What the task asks: Please write out, unchanged, every line of the listing below, from the line containing "Trace the outline of every instance of the open" down to the line containing "Give the mask of the open mouth with teeth.", with both of those lines included.

Object outline annotations:
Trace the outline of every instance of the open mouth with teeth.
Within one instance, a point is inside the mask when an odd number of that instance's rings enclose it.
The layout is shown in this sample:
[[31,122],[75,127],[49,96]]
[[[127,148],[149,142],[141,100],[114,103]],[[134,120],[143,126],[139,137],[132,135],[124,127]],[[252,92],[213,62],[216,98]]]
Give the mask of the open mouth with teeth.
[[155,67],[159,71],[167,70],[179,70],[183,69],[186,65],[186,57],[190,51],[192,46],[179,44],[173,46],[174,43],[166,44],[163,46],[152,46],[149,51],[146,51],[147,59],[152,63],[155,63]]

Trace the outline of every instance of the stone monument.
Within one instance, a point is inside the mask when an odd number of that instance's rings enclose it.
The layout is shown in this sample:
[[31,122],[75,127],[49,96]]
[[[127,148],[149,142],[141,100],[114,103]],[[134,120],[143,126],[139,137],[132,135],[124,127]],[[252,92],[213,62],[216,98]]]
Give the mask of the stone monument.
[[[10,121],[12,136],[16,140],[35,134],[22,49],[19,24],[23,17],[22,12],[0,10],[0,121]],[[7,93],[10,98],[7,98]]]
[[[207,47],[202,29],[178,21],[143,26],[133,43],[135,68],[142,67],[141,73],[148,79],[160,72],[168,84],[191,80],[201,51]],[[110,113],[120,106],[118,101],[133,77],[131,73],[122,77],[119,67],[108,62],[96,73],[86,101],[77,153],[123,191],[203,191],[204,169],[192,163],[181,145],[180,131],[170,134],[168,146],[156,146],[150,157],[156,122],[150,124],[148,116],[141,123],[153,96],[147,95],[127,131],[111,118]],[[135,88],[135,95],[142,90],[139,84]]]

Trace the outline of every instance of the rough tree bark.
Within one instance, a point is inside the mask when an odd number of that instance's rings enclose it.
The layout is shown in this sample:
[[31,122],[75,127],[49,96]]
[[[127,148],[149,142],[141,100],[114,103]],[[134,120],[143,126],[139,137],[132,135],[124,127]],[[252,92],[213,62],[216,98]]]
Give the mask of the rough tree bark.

---

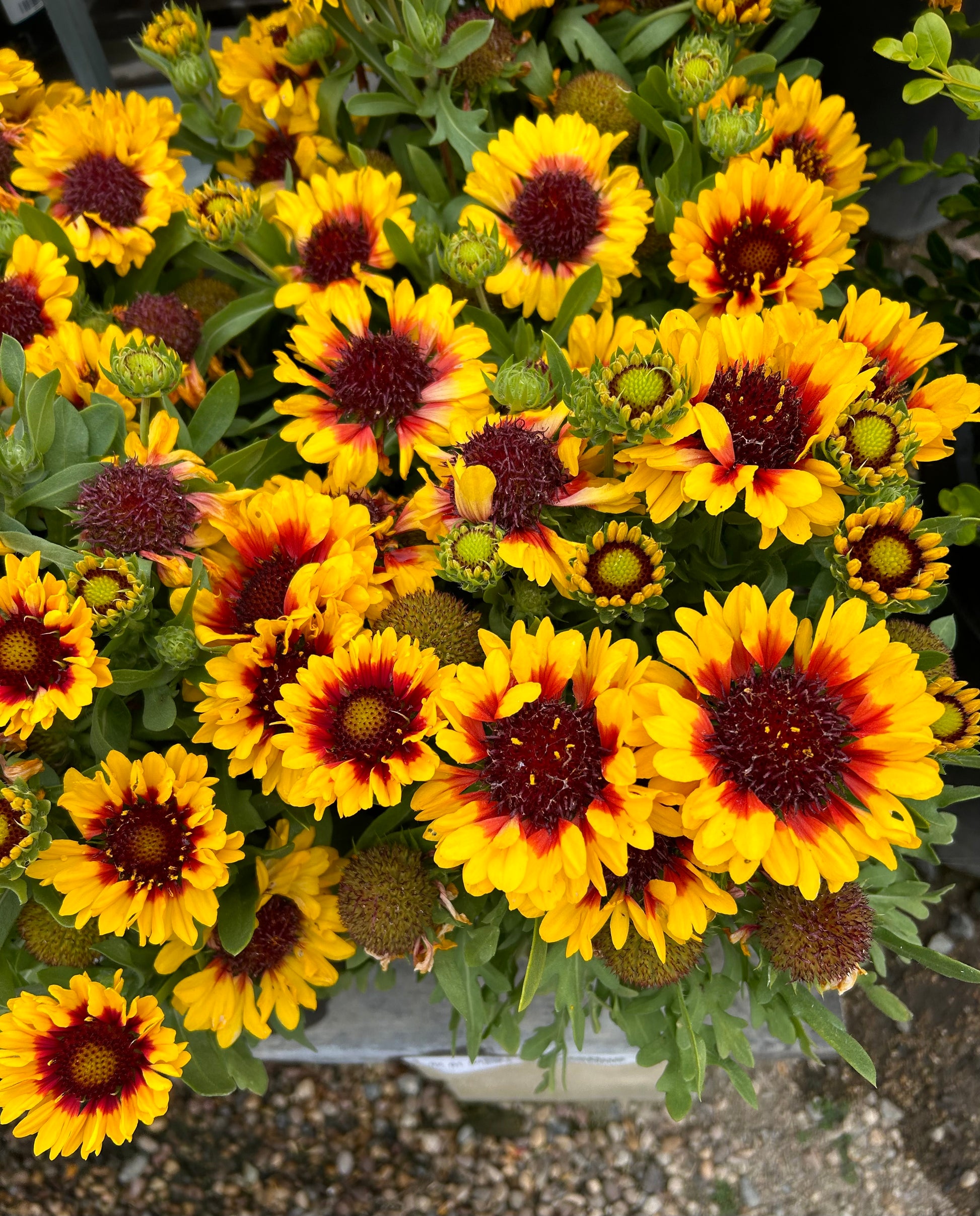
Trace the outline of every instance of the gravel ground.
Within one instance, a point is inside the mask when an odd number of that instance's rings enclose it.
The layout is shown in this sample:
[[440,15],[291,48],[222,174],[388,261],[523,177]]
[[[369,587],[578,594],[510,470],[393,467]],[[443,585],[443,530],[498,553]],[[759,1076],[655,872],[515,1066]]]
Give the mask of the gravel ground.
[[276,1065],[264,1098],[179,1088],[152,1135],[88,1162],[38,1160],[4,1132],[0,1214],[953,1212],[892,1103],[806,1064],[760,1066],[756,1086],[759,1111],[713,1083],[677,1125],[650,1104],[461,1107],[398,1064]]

Exercise solution:
Trace the outline of every instance of the open mouth with teeth.
Within one instance, a point is inside the mask when an odd number of that instance's rings enclose it.
The layout is shown in this sample:
[[31,122],[75,127],[49,96]]
[[[127,148],[149,142],[141,100],[114,103]],[[134,120],[143,126],[139,137],[132,135],[124,127]],[[252,92],[213,62],[216,98]]]
Give the mask of the open mouth with teeth.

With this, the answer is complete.